GIVEN INSTRUCTION => Retype the passage on Al Qaeda's decentralization word for word, beginning at "Meanwhile, Zawahiri appeared" and stopping after "of unprecedented challenge.".

PAGE EXTRACT =>

* start *

Meanwhile, Zawahiri appeared to be increasingly disconnected from global events and distant from his affiliates in Syria, Yemen, North Africa and beyond, most of which were pursuing strategies that further distanced them from Al Qaeda's central brand. Therefore, the timing of Hamza's emergence was no coincidence. As a bin Laden, Hamza was undoubtedly meant to re-unite and re-energise Al Qaeda's global movement at a time of unprecedented challenge.
For now, the trajectory of Al Qaeda is one of decentralisation. This is not an encouraging development either. Violent extremist organisations that are less restrained by distant and disconnected leaders have a history of embedding more deeply and sustainably within localised conflict dynamics. That strategy of 'localism' has encouraged Al Qaeda affiliates to adapt and evolve in ways that challenge the traditional assumptions of Al Qaeda's identity and more importantly, pose serious and unprecedented challenges to Al Qaeda's enemies.
In Syria, Hayat Tahrir Al Sham devolves considerable power to a technocratic government; runs periodic elections for local councils; engages - albeit delicately - with international diplomatic initiatives; and seeks to establish political dialogue with foreign governments, including in the West. Al Qaeda in the Islamic Maghreb meanwhile, has embraced a public policy of only supporting peaceful protests in Algeria, while fighting wars in some of Algeria's neighbours. This does not reflect a moderation of Al Qaeda - these movements remain as extreme as ever - but it does illustrate greater political maturity.

* end *

DATASET RECORDS =>
* start *

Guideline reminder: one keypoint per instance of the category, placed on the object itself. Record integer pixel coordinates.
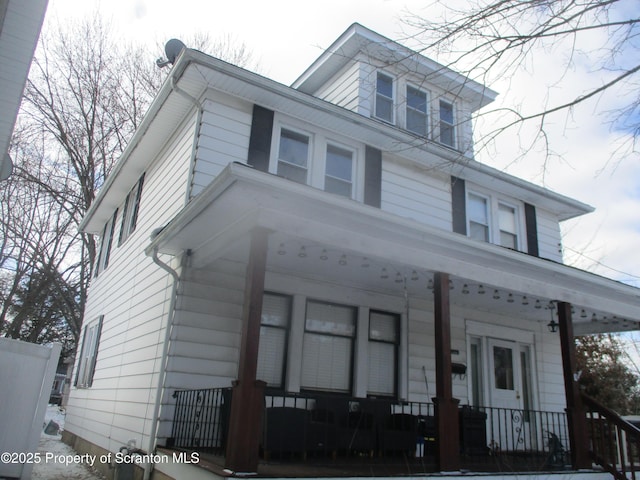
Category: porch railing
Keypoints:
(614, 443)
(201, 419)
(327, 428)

* end *
* start *

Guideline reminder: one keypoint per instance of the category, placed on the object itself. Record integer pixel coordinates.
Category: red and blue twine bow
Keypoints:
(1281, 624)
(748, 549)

* end *
* start *

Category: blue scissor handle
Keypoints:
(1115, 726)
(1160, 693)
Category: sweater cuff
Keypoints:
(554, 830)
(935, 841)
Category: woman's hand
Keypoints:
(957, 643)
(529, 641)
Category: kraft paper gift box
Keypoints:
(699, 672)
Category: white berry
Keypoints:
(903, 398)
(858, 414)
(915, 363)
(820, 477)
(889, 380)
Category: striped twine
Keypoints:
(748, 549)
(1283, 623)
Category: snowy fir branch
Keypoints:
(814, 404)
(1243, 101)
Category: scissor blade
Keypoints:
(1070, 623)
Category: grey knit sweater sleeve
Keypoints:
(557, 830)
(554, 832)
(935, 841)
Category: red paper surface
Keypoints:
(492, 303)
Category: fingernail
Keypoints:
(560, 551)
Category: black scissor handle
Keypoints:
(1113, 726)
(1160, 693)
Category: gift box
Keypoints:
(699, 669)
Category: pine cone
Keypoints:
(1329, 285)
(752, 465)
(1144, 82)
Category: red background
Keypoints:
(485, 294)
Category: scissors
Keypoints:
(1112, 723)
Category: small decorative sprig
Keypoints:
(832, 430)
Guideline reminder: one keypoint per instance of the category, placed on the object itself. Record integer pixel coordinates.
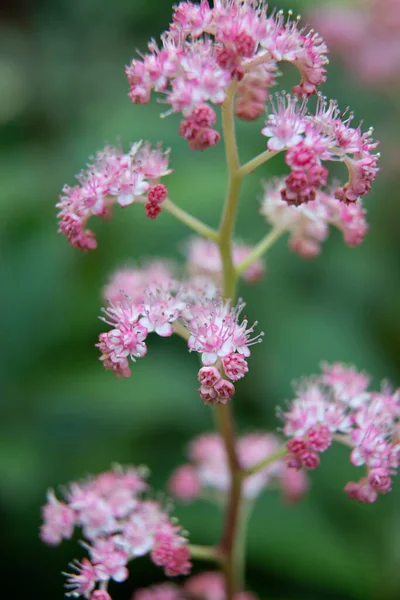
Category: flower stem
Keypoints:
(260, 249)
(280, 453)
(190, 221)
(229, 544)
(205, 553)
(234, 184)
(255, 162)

* end *

ANSWER TO THIS TASK =>
Meanwhile, Zawahiri appeared to be increasingly disconnected from global events and distant from his affiliates in Syria, Yemen, North Africa and beyond, most of which were pursuing strategies that further distanced them from Al Qaeda's central brand. Therefore, the timing of Hamza's emergence was no coincidence. As a bin Laden, Hamza was undoubtedly meant to re-unite and re-energise Al Qaeda's global movement at a time of unprecedented challenge.